- Reading text -
+--
Closed dbuenzli closed 4 years ago
One of the good aspect of the new configuration system is that by definition it mostly forces the executable of all build actions to be redefinable through the command line at configuration time. Builtin configuration keys for specifying build/host OS and architecture are also available for use.
This doesn't seem to be good enough since we have a single key for these executables. In practice we may need two: part of the build system may need the build platform OCaml toolchain because for example the build system has OCaml programs that generate code and need to be run on the build platform. See for example @whitequark's port of tgls
here.
The hack there is that instead of the single shot ocamlbuild invocation used in a regular build, he first builds the program that generates the bindings that will be invoked by the build system itself. This first build uses the build-os toolchain. It then proceeds by invoking the regular package build procedure (in which ocamlbuild will not rebuild the program that generates the bindings but have it at hand to generate the bindings) using the host-os toolchain through an environment variable and ocamlfind
.
+--
- Set of tasks -
a: In the discussion of build and host toolchains, which toolchain does the first build in the tgls port use?
b: Go on with the discussion of build and host toolchains, starting after its last sentence.
+--
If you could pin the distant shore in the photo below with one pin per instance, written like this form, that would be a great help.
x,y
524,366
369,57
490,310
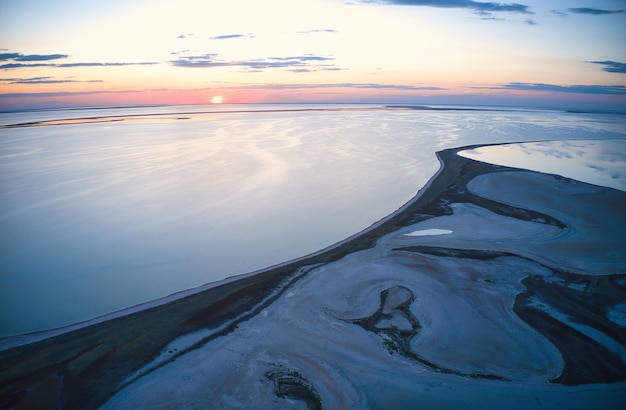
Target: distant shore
x,y
81,366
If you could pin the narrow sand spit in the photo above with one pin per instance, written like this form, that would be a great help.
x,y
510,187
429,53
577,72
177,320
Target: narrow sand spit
x,y
493,288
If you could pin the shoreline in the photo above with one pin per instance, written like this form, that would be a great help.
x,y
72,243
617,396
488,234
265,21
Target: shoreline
x,y
10,342
88,363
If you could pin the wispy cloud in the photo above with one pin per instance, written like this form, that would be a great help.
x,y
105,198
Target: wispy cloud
x,y
18,60
31,57
593,11
44,80
303,63
326,30
611,66
577,89
397,87
464,4
232,36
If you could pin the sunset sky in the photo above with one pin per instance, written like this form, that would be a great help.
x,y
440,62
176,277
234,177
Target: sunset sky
x,y
555,53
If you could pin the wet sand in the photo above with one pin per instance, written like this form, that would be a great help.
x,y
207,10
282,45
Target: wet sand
x,y
518,306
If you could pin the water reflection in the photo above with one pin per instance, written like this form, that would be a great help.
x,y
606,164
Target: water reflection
x,y
598,162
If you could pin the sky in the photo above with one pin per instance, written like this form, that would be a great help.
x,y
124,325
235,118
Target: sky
x,y
540,53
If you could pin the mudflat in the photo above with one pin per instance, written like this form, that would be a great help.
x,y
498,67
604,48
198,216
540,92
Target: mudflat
x,y
513,296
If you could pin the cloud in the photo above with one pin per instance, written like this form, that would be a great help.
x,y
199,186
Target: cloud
x,y
577,89
302,63
326,30
398,87
232,36
480,7
9,66
39,57
593,11
611,66
31,57
43,80
68,65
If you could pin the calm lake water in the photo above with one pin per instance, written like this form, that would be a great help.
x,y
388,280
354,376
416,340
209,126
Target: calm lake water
x,y
99,216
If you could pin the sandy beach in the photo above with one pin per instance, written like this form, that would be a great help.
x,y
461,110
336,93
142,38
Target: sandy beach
x,y
494,288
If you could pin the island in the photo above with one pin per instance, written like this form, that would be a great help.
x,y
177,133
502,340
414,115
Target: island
x,y
494,287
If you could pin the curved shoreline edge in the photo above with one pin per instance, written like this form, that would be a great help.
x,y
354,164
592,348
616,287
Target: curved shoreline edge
x,y
10,342
85,363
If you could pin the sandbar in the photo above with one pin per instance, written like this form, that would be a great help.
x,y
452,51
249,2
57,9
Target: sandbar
x,y
518,306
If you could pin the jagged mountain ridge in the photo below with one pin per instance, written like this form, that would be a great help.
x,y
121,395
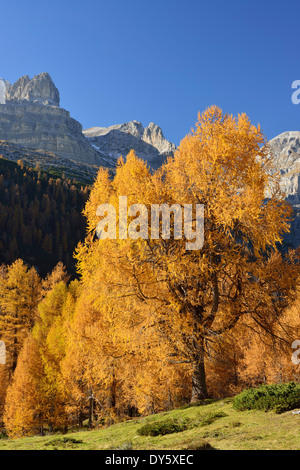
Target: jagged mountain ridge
x,y
32,122
114,141
31,116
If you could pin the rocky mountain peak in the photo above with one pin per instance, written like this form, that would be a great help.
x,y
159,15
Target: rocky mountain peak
x,y
39,89
114,141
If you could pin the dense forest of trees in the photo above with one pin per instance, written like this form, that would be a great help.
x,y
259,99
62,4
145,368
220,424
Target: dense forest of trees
x,y
41,218
147,325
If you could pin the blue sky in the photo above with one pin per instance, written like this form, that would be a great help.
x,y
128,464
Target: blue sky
x,y
160,61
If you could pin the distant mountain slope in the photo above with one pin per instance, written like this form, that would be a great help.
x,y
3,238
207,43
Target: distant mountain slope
x,y
286,153
30,116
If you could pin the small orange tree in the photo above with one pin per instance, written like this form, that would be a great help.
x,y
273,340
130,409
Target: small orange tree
x,y
188,298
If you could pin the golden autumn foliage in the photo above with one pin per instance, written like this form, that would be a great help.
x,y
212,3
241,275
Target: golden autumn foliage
x,y
150,324
183,300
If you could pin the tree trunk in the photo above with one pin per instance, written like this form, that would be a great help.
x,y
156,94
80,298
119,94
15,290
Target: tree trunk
x,y
199,390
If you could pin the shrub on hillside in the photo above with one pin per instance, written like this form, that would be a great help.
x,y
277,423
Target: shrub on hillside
x,y
277,397
160,428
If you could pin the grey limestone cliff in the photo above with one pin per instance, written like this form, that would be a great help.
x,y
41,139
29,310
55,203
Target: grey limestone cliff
x,y
30,116
286,153
149,143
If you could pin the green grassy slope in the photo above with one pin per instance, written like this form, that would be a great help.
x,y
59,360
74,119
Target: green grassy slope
x,y
215,424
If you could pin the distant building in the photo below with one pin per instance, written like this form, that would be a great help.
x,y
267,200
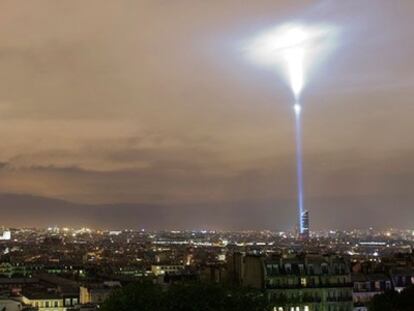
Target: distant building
x,y
10,305
301,283
304,219
43,301
366,286
158,270
97,293
402,277
5,235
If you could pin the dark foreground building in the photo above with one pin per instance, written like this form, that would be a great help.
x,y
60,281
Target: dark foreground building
x,y
300,283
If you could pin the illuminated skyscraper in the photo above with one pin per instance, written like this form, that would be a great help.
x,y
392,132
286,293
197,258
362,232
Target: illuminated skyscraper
x,y
304,225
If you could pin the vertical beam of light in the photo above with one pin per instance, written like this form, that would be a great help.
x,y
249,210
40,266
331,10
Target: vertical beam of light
x,y
294,47
295,63
299,165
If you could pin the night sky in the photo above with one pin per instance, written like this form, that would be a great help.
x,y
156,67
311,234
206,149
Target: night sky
x,y
149,114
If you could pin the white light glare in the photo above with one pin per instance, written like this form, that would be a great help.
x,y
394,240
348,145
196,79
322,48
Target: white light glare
x,y
297,108
291,46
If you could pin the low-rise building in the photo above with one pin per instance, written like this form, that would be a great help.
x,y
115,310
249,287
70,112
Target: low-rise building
x,y
301,283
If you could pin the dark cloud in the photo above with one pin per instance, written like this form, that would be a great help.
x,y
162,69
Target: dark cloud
x,y
153,103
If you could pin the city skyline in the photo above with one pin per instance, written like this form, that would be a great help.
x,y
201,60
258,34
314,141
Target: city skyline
x,y
148,115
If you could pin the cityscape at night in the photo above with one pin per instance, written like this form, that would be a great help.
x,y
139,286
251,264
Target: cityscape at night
x,y
197,155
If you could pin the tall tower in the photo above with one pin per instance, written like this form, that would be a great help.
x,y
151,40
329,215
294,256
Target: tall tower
x,y
304,225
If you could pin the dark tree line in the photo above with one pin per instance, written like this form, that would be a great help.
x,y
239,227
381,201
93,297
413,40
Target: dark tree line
x,y
185,297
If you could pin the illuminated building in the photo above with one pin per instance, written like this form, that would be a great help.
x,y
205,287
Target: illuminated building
x,y
304,225
301,283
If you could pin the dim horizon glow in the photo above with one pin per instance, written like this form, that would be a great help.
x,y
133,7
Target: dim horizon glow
x,y
291,45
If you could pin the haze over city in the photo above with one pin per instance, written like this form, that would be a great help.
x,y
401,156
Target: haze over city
x,y
148,114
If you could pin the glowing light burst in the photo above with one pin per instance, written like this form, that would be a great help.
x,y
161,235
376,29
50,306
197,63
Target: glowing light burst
x,y
293,46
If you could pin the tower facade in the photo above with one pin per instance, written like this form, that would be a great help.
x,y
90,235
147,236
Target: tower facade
x,y
304,225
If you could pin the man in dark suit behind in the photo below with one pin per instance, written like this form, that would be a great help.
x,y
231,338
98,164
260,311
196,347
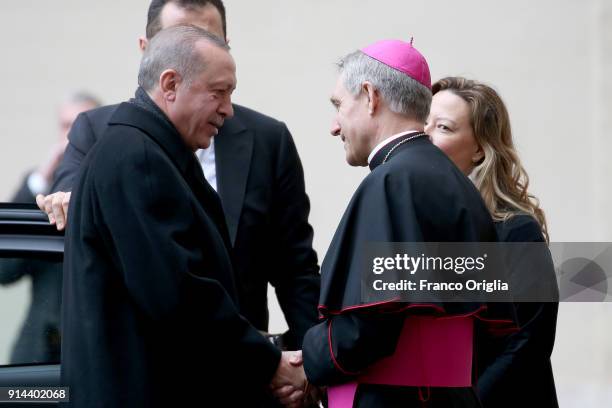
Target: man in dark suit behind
x,y
255,168
148,293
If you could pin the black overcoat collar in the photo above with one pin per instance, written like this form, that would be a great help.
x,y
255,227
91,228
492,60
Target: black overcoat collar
x,y
171,142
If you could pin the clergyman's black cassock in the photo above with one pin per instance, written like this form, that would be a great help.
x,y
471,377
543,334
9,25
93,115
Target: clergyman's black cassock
x,y
148,298
418,195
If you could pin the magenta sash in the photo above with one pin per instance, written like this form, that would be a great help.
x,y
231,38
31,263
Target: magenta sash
x,y
431,352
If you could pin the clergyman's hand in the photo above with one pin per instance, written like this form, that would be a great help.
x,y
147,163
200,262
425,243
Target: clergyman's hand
x,y
56,207
289,382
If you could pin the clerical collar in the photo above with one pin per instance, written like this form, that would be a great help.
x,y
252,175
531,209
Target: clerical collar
x,y
377,155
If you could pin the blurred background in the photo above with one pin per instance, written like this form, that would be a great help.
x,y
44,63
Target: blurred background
x,y
550,61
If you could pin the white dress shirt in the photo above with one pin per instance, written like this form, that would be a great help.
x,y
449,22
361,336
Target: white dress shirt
x,y
387,141
207,161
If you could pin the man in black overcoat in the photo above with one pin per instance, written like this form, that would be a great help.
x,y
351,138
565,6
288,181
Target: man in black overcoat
x,y
255,168
149,316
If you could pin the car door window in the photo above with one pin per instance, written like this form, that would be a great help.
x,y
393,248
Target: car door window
x,y
30,300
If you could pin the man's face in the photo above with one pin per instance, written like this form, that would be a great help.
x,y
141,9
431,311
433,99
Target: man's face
x,y
199,108
353,124
207,17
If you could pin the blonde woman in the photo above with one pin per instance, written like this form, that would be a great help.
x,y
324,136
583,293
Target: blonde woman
x,y
470,123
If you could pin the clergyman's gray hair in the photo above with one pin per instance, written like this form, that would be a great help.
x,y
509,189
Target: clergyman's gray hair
x,y
174,48
403,94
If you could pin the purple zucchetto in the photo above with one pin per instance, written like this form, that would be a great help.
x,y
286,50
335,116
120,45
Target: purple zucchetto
x,y
401,56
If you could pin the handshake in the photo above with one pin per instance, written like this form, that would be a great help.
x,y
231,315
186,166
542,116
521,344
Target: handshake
x,y
289,383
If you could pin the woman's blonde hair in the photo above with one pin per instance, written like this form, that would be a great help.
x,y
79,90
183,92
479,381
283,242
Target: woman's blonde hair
x,y
499,175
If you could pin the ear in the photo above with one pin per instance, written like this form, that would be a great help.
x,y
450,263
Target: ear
x,y
372,96
169,81
142,43
478,156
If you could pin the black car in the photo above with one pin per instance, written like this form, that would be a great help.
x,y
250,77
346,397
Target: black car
x,y
31,248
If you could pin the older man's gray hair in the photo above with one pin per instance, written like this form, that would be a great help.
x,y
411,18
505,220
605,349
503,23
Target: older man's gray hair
x,y
173,48
403,94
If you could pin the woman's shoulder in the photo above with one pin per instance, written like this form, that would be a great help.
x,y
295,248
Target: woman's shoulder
x,y
519,228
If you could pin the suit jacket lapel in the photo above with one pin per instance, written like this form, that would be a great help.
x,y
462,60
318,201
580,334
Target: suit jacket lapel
x,y
233,151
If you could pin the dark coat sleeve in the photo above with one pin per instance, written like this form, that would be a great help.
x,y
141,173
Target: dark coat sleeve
x,y
521,361
81,138
342,346
296,274
170,264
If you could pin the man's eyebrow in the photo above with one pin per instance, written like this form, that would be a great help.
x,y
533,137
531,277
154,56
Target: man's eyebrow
x,y
448,119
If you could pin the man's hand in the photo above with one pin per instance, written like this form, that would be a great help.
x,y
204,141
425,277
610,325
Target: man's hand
x,y
56,207
289,382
+--
- The answers -
a: The build-os toolchain.

b:
I would rather avoid having to use ocamlfind
(which assemblage mainly sees as a source of information to build command line fragments, see #146) and environment variables for this. We should try to devise a scheme that allows to specify build-os
and host-os
values for utilities (both utilities run on the build-os but may have different outputs). By enriching or interpreting the usage type for a part we could then automatically select the right executable to invoke for the task at hand in the part's actions.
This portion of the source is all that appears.